EXCERPT PROVIDED Start Marker

Ning Jizhe, vice chairman of China’s state planning agency, the National Development and Reform Commission, said the exact amount of import increases will be announced later.
AGRICULTUREChina has committed to increase purchases of U.S. agriculture products by $32 billion over two years, USTR said.
That would average an annual total of about $40 billion, compared with a baseline of $24 billion in 2017 before the trade war started - an increase that may be difficult to achieve, judging from China’s past purchases of U.S. farm goods.
Trump has said that China may buy $50 billion worth of American farm goods annually. U.S. Trade Representative Robert Lighthizer said China agreed to make its best efforts to increase purchases by another $5 billion annually to get close $50 billion.
USTR says China has committed to reduce nontariff barriers to agricultural products such as poultry, seafood and feed additives as well as approval of biotechnology products.
USTR said the deal includes stronger Chinese legal protections for patents, trademarks, copyrights, including improved criminal and civil procedures to combat online infringement, pirated and counterfeit goods.
The deal contains commitments by China to follow through on previous pledges to eliminate any pressure for foreign companies to transfer technology to Chinese firms as a condition of market access, licensing or administrative approvals and to eliminate any government advantages for such transfers, according to USTR.
The U.S. trade agency also said China agreed to refrain from directly supporting outbound investment aimed at acquiring foreign technology to meet its industrial plans - transactions already restricted by stronger U.S. security reviews.
Chinese Vice Minister of Commerce Wang Shouwen said the two countries have reached a consensus on cracking down on counterfeit goods and stepping up protection of intellectual property, but at China’s own pace.
The currency agreement contains pledges by China to refrain from competitive currency devaluations and to not target its exchange rate for a trade advantage, according to USTR. China has accepted such language for years as part of its commitments to the Group of 20 major economies.
The deal subjects any violations of currency commitments to the agreement’s enforcement mechanism, under which they could incur U.S. tariffs, U.S. officials said.
A senior Trump administration official said the currency agreement is based on provisions in the U.S.-Mexico-Canada Agreement trade deal, which require the three countries to disclose monthly data on international reserve balances and intervention in foreign exchange markets, along with quarterly balance-of-payments data and other public reporting to the International Monetary Fund.

EXCERPT PROVIDED End Marker
RECORD EXCERPTS Start Marker

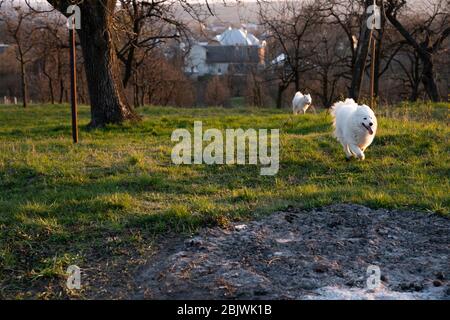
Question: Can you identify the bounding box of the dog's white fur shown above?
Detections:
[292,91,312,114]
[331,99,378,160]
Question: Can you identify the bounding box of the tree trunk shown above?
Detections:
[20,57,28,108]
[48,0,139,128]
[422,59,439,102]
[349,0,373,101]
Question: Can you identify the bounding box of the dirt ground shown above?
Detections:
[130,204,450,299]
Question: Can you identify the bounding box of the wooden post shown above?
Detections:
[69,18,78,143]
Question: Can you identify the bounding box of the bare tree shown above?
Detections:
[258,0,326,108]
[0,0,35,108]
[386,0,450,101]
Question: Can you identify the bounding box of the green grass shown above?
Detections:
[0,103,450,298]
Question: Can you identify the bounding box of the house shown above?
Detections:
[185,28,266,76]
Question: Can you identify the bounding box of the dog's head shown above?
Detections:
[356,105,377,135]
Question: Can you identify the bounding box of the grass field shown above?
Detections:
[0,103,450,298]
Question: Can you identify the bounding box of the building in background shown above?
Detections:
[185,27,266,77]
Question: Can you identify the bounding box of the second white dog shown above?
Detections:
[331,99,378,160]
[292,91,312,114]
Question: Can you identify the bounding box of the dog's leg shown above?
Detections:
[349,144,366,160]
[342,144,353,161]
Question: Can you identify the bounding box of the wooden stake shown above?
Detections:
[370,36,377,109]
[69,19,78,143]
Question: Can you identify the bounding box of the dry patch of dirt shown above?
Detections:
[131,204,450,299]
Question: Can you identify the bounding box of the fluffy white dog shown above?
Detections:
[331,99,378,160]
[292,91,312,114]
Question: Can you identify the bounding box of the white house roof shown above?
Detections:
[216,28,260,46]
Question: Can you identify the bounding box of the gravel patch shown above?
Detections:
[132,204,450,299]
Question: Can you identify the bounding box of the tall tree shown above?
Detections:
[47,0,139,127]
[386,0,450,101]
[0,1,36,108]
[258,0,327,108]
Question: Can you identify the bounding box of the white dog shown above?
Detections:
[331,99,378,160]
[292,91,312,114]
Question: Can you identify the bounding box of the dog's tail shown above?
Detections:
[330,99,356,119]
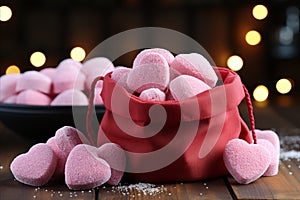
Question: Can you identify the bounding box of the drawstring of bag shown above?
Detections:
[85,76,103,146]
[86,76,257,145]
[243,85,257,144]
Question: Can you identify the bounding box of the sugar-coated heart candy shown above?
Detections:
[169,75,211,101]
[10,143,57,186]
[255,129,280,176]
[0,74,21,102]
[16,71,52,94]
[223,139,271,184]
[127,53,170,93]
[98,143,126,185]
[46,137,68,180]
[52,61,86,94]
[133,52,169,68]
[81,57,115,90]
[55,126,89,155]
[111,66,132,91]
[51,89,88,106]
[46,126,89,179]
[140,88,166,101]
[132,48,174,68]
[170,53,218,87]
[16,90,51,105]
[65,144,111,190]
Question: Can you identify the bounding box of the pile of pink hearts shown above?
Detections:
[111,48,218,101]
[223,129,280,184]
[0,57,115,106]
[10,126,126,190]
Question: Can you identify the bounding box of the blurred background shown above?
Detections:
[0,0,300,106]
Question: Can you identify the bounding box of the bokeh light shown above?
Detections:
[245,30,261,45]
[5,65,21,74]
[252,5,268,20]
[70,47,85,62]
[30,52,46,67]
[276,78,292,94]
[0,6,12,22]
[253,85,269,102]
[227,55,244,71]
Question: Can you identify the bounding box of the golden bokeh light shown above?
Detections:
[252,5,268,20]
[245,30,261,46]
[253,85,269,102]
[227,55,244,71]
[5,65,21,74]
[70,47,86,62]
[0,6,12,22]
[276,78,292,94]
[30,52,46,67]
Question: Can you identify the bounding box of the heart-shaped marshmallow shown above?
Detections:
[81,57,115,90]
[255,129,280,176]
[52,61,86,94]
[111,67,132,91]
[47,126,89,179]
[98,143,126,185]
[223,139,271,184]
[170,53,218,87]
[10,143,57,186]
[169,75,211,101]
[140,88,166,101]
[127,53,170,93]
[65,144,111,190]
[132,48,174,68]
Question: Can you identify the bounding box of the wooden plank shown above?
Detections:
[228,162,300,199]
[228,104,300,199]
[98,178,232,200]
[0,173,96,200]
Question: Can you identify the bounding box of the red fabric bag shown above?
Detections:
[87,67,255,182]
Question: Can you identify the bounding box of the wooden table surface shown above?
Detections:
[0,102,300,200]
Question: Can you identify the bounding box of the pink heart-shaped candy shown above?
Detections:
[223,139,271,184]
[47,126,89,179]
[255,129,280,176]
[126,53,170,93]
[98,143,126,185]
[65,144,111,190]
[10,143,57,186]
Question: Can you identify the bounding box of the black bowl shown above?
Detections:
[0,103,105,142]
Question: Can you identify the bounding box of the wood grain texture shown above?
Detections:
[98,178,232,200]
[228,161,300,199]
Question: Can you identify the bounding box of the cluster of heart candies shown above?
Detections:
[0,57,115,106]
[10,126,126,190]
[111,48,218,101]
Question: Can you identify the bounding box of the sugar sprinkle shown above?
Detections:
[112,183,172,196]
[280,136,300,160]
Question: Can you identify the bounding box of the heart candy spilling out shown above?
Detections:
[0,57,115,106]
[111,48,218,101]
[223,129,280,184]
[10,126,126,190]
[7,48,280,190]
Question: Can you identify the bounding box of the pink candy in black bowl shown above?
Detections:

RECORD EXCERPTS End Marker

In the text about the U.S.-China trade deal, what was the baseline for China's purchases of U.S. farm goods in 2017?

$24 billion.